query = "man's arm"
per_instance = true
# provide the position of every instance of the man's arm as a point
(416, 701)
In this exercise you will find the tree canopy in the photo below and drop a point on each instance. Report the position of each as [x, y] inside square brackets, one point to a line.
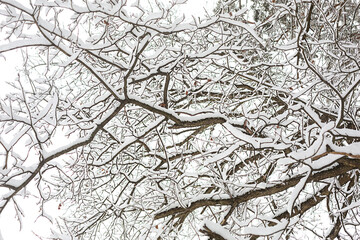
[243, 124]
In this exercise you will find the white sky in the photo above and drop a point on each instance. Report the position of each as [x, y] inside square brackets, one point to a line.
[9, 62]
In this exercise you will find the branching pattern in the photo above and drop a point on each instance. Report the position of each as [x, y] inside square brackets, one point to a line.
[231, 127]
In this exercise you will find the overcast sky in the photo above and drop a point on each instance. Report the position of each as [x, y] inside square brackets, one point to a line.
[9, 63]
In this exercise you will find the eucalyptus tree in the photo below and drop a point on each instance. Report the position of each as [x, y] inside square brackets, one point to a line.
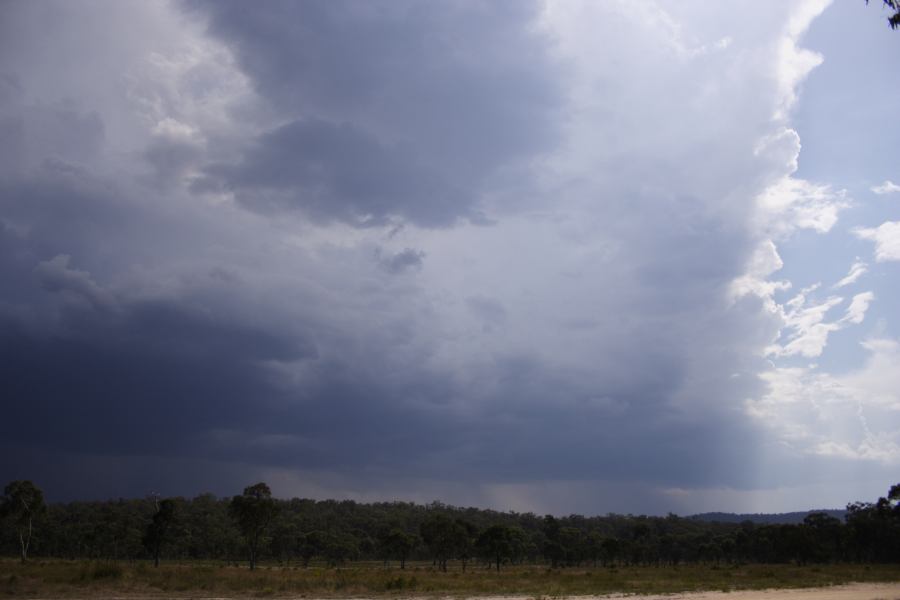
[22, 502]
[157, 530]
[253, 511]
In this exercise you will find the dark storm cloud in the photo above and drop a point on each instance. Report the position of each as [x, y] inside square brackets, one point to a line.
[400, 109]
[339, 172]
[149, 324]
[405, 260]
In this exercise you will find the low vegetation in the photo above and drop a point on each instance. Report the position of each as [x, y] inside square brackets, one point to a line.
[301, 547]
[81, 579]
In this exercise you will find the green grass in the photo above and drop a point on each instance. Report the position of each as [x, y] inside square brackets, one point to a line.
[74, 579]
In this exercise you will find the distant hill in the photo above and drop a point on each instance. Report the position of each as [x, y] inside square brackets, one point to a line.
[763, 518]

--

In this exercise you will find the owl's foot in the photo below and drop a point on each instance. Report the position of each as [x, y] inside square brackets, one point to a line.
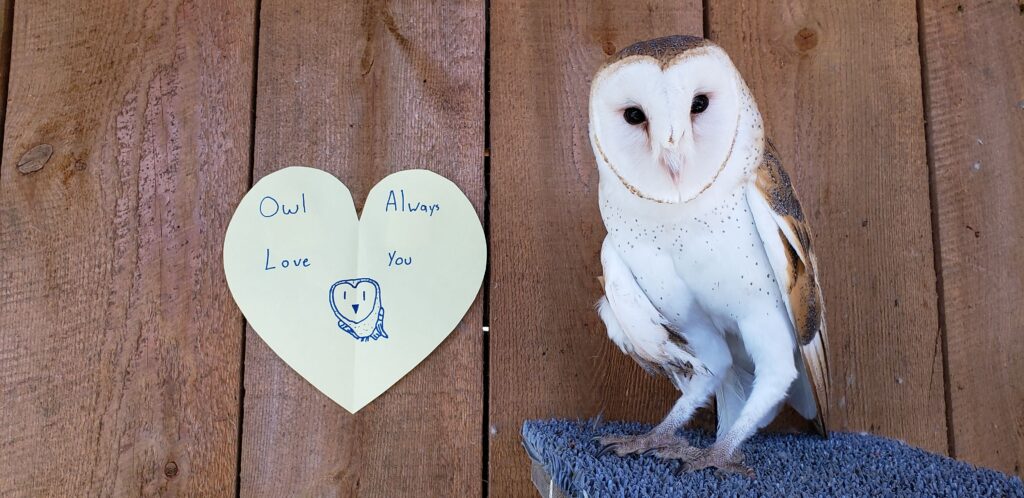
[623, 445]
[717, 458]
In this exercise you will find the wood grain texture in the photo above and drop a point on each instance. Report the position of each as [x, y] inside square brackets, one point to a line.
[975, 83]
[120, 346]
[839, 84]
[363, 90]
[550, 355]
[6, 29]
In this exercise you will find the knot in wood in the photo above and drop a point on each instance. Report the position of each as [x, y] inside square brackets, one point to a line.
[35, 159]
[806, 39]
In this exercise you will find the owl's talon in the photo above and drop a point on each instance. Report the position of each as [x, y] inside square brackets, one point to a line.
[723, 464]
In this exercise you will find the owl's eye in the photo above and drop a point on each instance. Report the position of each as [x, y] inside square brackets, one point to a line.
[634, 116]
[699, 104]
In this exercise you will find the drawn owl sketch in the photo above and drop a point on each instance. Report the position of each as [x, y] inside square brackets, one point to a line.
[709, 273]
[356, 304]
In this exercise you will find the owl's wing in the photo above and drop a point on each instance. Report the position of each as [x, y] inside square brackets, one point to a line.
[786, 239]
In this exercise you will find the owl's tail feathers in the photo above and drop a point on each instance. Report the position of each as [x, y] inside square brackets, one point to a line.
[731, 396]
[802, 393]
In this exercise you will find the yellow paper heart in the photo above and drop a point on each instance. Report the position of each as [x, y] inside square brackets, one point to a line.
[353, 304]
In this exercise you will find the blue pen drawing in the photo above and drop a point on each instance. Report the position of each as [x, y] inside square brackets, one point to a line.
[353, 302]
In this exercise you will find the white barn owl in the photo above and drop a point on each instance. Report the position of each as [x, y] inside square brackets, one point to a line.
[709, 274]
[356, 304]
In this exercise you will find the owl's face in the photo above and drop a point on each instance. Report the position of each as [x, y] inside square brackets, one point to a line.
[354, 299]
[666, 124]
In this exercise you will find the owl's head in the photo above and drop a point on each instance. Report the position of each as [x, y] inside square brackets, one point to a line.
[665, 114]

--

EXERCISE: Please extract every line from the records above that contains the word "tree", copying each such line in full.

EXERCISE SOLUTION:
In this exercise you will find the tree canopy in the photo below and drop a point on each instance. Report the position of each as [x, y] inside square brackets, one point to a line.
In this exercise you will find the eucalyptus tree in the photo below and drop a point on each instance. Report the position of each as [x, y] inside square brackets, one point to a line.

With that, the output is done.